__Exercise description__.
Exactly reproduce the lines beginning with the line that includes "Look at the photo above. For each instance of the crowd" and ending with the last line of the data.

Dataset entries
▼
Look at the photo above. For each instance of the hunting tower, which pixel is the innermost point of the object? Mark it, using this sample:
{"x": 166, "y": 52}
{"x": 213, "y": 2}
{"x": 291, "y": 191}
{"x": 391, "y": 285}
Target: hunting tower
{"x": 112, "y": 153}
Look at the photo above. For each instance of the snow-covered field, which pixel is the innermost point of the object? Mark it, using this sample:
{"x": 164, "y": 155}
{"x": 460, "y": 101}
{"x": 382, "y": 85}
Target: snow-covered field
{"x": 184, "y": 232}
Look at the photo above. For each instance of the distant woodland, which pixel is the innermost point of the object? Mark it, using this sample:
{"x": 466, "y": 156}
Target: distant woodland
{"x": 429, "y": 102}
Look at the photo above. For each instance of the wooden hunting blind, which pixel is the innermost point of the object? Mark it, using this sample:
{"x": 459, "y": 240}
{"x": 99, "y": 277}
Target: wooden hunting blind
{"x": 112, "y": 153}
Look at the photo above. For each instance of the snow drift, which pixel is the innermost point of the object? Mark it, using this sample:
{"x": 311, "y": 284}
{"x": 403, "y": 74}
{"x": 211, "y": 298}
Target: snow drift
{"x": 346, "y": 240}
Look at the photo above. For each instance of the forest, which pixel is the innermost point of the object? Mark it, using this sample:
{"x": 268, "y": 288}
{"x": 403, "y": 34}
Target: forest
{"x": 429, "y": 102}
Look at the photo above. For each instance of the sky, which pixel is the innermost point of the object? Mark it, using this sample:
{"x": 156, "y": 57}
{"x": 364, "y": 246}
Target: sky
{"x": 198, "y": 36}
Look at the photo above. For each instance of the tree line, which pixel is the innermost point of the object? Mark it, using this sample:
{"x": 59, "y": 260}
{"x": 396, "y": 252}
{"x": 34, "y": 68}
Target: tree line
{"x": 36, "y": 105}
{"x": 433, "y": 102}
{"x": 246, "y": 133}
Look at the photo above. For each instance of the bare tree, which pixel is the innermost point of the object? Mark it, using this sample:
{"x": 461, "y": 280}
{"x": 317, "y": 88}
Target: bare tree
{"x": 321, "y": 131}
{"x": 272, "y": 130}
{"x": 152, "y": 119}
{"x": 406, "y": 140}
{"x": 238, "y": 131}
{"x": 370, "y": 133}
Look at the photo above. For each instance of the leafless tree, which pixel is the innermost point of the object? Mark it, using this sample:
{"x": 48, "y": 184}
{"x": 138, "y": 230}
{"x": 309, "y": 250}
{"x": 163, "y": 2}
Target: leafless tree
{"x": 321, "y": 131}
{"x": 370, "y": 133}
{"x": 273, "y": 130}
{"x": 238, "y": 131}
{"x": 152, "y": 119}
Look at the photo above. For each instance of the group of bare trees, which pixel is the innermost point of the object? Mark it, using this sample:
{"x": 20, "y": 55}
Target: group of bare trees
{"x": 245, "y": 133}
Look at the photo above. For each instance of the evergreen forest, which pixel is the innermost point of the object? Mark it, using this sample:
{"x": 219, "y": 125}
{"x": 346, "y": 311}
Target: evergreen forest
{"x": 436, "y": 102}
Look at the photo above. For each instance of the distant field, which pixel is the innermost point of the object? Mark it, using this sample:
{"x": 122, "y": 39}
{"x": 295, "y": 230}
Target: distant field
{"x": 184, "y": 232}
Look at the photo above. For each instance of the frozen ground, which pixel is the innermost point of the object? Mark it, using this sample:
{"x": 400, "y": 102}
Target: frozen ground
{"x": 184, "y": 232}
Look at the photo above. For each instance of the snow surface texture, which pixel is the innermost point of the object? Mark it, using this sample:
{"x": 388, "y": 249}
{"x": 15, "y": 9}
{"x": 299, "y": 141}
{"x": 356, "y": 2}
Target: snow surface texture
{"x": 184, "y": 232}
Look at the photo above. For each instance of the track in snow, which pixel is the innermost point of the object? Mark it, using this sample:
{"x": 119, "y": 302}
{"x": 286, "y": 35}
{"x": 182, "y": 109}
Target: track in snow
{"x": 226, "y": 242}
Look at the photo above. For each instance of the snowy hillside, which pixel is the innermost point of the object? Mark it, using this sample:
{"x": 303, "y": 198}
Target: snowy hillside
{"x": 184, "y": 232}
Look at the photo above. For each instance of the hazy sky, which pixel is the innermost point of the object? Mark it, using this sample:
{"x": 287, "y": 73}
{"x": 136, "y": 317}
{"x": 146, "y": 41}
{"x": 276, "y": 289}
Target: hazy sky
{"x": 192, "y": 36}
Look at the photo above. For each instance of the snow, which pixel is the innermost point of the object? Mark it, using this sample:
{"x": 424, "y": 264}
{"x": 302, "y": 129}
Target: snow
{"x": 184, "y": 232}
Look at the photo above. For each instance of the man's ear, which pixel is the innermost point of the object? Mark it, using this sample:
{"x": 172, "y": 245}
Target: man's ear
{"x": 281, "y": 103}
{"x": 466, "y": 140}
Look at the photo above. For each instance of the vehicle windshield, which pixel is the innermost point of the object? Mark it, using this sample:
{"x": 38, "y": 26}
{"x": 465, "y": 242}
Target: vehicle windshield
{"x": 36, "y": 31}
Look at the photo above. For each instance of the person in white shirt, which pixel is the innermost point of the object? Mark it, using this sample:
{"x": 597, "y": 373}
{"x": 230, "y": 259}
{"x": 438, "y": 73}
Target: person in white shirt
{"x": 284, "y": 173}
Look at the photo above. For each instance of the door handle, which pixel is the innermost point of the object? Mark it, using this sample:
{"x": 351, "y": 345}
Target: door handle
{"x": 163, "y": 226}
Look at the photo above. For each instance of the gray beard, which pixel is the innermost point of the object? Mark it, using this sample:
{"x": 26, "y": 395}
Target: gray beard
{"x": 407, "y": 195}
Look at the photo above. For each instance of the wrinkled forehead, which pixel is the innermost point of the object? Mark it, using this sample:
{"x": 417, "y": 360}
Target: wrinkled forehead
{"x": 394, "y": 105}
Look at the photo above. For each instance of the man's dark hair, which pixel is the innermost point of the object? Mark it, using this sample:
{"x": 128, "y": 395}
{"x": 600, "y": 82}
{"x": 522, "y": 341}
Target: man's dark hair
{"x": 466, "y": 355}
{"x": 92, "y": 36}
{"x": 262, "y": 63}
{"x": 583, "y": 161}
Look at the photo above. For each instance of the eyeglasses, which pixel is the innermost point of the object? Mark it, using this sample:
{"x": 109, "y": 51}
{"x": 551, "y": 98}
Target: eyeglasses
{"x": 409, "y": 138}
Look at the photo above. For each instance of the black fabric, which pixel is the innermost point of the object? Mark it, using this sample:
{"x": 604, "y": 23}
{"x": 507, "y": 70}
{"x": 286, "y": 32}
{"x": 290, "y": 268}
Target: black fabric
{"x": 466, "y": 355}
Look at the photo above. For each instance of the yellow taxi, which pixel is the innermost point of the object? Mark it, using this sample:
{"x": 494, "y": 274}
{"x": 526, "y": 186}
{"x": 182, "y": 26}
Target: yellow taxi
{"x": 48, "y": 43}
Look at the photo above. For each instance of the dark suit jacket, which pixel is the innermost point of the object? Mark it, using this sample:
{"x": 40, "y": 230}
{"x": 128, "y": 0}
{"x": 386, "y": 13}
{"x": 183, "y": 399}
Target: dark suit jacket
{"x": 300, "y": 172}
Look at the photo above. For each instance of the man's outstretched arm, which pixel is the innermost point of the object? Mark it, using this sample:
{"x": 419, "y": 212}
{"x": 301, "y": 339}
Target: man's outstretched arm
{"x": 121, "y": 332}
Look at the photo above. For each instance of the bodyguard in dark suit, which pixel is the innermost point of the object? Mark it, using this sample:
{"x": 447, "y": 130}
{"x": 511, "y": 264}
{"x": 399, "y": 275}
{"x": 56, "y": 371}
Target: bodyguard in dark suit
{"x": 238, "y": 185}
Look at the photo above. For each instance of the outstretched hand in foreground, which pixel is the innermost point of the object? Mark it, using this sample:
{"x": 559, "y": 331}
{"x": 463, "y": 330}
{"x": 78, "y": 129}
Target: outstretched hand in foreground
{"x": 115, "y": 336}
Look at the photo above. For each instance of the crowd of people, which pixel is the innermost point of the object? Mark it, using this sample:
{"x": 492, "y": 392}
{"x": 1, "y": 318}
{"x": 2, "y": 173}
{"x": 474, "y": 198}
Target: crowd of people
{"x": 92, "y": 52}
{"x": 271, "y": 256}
▲
__Answer to this problem__.
Look at the photo above. For each instance of the crowd of people, which pixel is the innermost point of the object? Mark it, using this sample:
{"x": 492, "y": 392}
{"x": 1, "y": 318}
{"x": 2, "y": 173}
{"x": 474, "y": 198}
Target: crowd of people
{"x": 92, "y": 52}
{"x": 271, "y": 256}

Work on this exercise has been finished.